» **INFORMATION**
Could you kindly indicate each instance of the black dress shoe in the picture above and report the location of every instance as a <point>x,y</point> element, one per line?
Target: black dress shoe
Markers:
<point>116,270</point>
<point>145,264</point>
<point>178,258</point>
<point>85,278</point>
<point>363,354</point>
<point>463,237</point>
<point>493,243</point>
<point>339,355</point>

» **TASK OBJECTIVE**
The whole of the data is to be copied out word for word.

» **ANSWER SECTION**
Could you kindly indicate each instance of the black dress shoe in the picture above and report the location of every instance as a <point>x,y</point> element, one per line?
Target: black dress shoe
Markers:
<point>116,270</point>
<point>145,264</point>
<point>178,258</point>
<point>85,278</point>
<point>363,354</point>
<point>463,237</point>
<point>493,243</point>
<point>339,355</point>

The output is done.